EXERCICE: Recopiez fidèlement le passage de l'extrait sur l'enquête criminelle au Liban, depuis « Outre l'apport d'une » jusqu'à « deux millions d'euros. » inclus.

EXTRAIT DU DOCUMENT:
- - - - -
Renforcer les capacités du Liban dans le domaine de l’enquête criminelle

Intitulé « Amélioration de l'investigation criminelle à tous les stades de la chaîne pénale au Liban », un projet, en grande partie financé par l'Union européenne, offre diverses formations portant sur la protection de la scène du crime.
À Aramoun, à quelques kilomètres au sud de Beyrouth, un bâtiment vient de voir le jour. Sur les deux étages dont il est composé sont dispensées des formations en matière d'enquête criminelle à l'intention des enquêteurs de la police judiciaire des Forces de sécurité intérieure (FSI), ainsi que des membres de la Croix-Rouge, de la Défense civile et des pompiers.
La mise en œuvre de cette plate-forme de simulation fait partie du projet d'« Amélioration de l'investigation criminelle à tous les stades de la chaîne pénale au Liban ». Ce projet, financé par plusieurs instruments européens dans le cadre de la Politique européenne de voisinage (PEV), vise à aider à la formation des FSI à travers une assistance technique coordonnée par des experts.
Outre l'apport d'une expertise, cette formation requérait également une infrastructure. Le financement de la construction  de la plate-forme de simulation a été pris en charge par les Émirats arabes unis, alors que l'UE a offert l'équipement de la plate-forme. Le coût total du projet, qui a débuté fin 2007 et s'est terminé en mai 2009, est estimé à plus de deux millions d'euros.
- - - - -
DONNÉES RECUEILLIES:

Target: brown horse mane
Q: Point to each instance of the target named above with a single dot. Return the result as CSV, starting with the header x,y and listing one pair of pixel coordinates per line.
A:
- - - - -
RÉSULTAT:
Outre l'apport d'une expertise, cette formation requérait également une infrastructure. Le financement de la construction  de la plate-forme de simulation a été pris en charge par les Émirats arabes unis, alors que l'UE a offert l'équipement de la plate-forme. Le coût total du projet, qui a débuté fin 2007 et s'est terminé en mai 2009, est estimé à plus de deux millions d'euros.